Directions for this task: Convert the lines below, from the first one through the line containing "[289, 399, 331, 430]", into a two-column CSV with the headers description and boxes: one row for each "Task description" line and the coordinate lines that follow it, each value in one quoted field with line breaks replaced by spaces. Leave the pictures out.

Supplied material:
────────

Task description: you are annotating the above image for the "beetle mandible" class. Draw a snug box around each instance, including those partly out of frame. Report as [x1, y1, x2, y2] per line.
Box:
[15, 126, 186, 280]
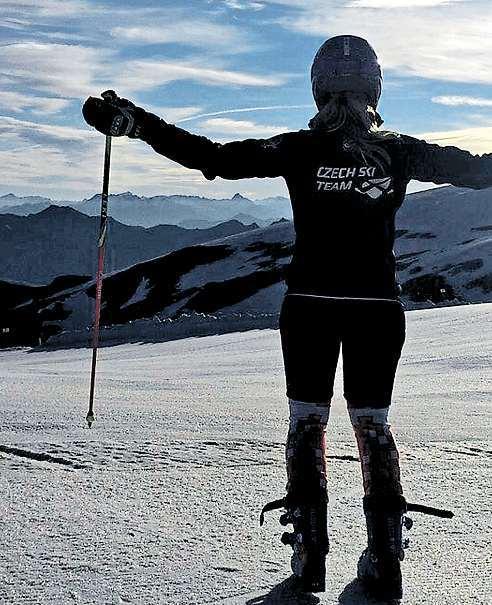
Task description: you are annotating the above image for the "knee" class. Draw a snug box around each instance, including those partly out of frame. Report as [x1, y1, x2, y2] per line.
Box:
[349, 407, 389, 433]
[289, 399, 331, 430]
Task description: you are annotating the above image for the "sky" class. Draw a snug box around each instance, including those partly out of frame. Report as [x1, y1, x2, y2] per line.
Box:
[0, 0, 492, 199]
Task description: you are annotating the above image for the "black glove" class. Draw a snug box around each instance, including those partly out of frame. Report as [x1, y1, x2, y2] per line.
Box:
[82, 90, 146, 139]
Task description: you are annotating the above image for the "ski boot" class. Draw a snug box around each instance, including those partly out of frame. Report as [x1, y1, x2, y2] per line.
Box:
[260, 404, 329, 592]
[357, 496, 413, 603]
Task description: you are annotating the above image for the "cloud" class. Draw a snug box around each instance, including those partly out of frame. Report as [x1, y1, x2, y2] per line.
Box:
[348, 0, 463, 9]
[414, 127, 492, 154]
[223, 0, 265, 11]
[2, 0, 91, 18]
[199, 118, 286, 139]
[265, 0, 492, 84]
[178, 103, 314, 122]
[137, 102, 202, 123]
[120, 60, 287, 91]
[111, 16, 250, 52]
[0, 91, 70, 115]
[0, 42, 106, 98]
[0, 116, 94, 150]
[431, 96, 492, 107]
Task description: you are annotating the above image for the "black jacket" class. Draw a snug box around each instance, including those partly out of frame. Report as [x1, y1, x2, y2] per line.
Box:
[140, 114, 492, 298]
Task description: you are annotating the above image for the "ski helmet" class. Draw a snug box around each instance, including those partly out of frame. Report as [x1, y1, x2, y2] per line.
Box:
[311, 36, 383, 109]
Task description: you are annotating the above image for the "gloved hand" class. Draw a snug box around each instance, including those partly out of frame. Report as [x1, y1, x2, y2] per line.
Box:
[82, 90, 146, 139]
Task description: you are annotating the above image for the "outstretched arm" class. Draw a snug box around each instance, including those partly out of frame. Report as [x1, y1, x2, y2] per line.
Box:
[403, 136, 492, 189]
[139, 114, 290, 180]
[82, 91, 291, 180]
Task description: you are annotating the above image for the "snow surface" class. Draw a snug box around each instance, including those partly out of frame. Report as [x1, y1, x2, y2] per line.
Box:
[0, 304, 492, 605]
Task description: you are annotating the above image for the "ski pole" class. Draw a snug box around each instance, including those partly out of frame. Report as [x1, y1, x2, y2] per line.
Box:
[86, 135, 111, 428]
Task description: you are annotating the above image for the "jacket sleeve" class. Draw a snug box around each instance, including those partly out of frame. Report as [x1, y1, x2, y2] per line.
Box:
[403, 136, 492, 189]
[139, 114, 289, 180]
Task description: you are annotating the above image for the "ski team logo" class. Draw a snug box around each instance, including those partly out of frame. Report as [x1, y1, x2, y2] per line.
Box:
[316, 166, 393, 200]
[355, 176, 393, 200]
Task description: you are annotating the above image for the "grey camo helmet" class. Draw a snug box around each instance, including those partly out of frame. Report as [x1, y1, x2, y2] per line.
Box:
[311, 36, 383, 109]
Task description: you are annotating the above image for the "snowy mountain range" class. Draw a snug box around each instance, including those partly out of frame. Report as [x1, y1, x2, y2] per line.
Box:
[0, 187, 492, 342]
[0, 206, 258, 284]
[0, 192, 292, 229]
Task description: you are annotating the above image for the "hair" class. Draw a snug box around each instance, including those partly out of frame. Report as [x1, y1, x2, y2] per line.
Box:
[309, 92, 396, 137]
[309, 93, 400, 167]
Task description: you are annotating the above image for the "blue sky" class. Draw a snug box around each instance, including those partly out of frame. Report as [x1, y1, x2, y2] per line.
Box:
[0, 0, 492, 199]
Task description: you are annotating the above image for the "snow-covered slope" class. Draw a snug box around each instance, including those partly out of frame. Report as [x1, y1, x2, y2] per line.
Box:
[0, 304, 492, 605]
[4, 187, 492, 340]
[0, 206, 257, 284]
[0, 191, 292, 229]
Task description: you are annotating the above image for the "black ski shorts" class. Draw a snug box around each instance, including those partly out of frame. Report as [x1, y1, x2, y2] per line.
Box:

────────

Correct answer:
description,boxes
"Task description: you are annotating the above image for the ""beetle mandible"" class. Draw a snug box around each instance, including those partly out of frame. Report as [x1, y1, x2, y2] per line. Box:","[15, 126, 186, 280]"
"Task description: you are annotating the above image for the ""knee"" class. Draw a snug box around each instance, including those partly out of frame. Report as [x1, y1, x2, y2] per line. Box:","[349, 407, 389, 433] [289, 399, 331, 430]"